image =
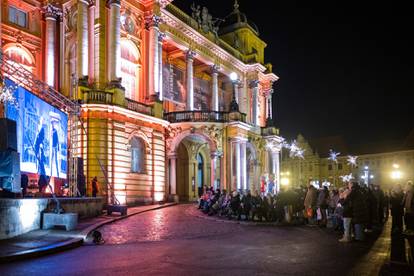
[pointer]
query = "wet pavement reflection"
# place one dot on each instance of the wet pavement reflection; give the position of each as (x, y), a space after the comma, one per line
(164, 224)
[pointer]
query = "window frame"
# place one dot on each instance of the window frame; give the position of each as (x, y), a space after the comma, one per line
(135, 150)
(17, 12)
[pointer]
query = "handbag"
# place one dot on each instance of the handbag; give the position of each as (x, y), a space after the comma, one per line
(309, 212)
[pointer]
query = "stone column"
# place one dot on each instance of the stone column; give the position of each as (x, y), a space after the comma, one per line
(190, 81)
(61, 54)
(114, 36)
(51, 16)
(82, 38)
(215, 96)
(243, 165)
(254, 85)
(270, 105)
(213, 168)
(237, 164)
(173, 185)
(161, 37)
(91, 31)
...
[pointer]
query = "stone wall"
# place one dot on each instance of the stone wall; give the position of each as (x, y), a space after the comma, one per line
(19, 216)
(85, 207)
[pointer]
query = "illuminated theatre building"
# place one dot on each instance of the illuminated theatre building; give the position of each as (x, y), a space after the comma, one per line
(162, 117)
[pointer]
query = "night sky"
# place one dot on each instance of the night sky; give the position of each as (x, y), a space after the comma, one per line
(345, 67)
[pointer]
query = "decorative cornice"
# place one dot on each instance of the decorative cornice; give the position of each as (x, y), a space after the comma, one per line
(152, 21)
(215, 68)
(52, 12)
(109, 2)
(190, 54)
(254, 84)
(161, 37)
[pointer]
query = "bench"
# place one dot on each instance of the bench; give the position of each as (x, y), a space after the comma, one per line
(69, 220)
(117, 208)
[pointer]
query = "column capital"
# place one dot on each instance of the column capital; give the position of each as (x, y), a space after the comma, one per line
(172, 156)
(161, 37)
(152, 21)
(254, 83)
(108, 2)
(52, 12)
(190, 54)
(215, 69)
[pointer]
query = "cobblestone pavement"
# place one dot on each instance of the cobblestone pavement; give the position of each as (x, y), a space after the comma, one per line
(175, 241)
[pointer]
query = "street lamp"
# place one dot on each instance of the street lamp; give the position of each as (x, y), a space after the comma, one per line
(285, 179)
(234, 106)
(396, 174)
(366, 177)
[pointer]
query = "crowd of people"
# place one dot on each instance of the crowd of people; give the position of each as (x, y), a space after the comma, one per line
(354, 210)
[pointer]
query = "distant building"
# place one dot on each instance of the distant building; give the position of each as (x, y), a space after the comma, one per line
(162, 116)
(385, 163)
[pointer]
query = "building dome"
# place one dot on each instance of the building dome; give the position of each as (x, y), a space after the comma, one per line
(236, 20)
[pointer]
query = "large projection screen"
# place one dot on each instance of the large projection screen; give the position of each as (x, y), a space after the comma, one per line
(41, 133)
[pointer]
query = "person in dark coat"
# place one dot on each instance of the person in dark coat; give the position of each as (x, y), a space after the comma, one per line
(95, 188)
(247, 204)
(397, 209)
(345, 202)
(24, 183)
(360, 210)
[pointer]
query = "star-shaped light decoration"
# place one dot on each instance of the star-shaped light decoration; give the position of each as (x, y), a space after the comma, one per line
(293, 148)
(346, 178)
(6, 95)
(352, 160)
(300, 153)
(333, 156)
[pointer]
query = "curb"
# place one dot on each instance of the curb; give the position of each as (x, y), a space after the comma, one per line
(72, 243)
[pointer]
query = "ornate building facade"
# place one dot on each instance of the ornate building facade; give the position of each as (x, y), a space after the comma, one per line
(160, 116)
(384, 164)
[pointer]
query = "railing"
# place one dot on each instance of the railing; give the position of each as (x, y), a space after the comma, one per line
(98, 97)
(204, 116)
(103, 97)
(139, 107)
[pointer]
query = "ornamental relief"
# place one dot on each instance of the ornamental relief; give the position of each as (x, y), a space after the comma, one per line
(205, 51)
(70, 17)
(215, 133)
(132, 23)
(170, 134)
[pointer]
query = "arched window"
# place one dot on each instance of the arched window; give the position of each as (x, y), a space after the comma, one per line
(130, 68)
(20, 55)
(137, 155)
* * *
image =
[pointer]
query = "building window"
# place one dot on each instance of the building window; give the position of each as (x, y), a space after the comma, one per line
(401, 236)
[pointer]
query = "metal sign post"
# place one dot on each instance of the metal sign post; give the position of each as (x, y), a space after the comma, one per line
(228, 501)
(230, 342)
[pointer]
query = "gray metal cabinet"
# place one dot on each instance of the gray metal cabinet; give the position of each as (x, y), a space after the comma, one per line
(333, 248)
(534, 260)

Set problem
Return every line in the items above that contains the string "bench".

Result below
query = "bench"
# place one dot on each instance of the bench; give the position of each as (x, y), a space after the comma, one per line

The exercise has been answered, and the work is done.